## Directions for this task
From the entries below, copy every line holding the word "bare".

## Referring expression pointing data

*****

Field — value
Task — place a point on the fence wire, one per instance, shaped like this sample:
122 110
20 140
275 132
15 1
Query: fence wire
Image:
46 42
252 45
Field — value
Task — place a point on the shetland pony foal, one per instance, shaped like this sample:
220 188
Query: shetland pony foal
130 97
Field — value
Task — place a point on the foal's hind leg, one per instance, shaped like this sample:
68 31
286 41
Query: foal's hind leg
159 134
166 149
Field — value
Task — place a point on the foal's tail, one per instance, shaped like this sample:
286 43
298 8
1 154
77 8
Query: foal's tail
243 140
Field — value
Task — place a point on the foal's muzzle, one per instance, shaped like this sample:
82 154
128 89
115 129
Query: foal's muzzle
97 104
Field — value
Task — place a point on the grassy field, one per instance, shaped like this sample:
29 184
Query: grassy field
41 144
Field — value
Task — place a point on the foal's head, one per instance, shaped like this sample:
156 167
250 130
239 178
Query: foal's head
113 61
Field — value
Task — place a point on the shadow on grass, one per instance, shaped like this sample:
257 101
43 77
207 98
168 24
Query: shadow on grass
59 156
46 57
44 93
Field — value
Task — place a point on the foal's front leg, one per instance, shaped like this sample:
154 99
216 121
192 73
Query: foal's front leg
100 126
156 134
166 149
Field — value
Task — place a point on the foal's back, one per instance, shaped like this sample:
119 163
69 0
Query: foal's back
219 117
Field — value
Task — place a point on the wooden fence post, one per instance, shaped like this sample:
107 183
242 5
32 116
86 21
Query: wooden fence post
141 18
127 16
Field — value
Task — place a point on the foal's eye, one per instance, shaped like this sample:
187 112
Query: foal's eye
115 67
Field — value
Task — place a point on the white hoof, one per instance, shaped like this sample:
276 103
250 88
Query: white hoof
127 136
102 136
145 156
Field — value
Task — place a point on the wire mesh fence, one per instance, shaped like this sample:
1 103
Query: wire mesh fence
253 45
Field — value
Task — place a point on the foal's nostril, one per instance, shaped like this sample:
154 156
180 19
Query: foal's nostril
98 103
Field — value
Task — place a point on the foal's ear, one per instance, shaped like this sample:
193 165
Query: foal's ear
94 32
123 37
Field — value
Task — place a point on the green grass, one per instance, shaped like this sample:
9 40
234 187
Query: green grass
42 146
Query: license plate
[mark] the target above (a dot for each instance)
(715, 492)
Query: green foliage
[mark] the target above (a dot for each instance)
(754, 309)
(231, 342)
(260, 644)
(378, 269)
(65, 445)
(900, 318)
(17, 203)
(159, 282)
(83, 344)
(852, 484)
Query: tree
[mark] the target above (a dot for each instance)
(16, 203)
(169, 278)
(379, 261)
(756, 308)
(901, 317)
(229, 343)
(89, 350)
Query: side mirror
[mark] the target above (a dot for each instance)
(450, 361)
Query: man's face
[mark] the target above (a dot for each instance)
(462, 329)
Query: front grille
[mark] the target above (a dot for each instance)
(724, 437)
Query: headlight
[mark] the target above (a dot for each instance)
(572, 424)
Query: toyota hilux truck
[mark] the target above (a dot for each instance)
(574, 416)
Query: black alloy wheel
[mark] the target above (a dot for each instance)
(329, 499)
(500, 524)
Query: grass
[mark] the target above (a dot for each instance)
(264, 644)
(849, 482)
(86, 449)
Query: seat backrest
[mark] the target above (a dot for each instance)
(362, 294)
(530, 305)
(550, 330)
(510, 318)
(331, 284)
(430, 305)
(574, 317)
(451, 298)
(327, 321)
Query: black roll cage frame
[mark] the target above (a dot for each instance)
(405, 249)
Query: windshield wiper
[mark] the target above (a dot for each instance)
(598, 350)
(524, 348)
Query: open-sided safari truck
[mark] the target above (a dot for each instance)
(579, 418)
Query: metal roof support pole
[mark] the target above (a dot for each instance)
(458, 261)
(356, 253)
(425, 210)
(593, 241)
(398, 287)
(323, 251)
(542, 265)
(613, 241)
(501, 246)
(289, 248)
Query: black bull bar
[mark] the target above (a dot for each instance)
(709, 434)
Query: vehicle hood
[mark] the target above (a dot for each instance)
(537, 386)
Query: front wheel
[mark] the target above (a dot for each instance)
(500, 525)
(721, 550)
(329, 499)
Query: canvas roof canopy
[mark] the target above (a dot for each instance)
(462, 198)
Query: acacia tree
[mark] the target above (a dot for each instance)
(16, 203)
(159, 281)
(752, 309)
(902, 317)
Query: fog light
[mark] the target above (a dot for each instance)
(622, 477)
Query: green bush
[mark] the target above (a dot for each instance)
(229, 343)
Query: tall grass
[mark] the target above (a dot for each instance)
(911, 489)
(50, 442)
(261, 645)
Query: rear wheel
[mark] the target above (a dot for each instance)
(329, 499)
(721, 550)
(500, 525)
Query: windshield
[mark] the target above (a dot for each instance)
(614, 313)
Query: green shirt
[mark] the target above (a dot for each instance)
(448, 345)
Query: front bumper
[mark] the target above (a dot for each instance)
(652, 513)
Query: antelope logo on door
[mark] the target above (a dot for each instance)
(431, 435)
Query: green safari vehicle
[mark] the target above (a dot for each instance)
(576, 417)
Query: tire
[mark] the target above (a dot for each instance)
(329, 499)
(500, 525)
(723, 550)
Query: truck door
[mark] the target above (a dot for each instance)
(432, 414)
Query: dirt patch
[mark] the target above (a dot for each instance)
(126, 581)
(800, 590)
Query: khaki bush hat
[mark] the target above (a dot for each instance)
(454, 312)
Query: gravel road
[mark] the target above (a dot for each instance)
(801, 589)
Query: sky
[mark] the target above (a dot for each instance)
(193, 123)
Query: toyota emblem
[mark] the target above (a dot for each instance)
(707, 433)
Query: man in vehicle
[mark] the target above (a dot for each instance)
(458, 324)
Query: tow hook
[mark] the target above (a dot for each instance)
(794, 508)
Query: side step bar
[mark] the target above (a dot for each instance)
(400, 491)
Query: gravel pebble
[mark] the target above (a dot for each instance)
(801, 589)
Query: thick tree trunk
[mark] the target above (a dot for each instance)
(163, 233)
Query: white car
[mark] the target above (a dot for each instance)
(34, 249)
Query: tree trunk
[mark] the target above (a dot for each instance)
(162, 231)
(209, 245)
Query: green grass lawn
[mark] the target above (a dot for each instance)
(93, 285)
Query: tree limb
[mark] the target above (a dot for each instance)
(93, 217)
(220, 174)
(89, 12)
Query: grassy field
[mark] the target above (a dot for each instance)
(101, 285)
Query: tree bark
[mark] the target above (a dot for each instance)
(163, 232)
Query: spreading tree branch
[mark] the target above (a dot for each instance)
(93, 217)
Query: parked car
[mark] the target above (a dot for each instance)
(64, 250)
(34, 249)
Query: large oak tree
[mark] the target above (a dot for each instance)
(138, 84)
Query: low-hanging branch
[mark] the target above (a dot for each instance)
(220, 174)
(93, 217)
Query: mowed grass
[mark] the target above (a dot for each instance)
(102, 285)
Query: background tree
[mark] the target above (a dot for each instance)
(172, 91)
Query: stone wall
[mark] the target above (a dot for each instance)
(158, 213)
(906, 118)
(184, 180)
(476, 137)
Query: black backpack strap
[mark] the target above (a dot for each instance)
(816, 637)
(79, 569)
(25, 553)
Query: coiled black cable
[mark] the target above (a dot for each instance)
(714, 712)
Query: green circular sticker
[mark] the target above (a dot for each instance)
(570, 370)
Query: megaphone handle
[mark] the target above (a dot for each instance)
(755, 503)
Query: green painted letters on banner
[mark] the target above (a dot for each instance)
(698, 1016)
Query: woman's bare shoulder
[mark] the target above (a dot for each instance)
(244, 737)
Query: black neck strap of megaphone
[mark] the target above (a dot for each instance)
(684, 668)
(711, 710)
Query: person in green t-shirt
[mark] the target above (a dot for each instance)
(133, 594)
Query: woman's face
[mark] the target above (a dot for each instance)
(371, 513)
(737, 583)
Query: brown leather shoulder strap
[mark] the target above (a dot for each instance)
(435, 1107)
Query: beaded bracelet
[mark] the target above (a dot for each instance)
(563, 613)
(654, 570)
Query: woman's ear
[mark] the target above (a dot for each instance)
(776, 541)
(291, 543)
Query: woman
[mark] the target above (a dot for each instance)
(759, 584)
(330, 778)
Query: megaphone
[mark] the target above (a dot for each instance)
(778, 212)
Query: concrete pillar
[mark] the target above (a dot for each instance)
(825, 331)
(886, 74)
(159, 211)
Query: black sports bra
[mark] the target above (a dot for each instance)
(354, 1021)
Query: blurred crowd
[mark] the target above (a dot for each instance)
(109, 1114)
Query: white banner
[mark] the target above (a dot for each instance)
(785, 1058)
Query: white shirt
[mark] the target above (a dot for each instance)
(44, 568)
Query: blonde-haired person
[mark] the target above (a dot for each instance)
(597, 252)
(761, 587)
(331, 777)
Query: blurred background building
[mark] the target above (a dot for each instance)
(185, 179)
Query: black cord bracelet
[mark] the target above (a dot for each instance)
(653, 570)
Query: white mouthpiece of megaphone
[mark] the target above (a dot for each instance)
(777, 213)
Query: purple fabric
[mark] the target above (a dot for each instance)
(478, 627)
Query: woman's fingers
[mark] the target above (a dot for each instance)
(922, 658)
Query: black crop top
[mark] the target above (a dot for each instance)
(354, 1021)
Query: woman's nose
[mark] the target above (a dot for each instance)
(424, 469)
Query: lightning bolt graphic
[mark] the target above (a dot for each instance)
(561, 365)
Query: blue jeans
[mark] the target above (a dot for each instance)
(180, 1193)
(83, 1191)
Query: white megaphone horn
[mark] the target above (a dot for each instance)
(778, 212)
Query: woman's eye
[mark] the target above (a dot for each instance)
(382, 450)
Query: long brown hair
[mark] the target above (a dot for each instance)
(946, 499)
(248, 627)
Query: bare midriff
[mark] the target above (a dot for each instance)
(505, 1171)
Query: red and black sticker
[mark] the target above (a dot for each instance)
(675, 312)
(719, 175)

*****

## Exercise solution
Query: woman's bare shoulder
Query: bare midriff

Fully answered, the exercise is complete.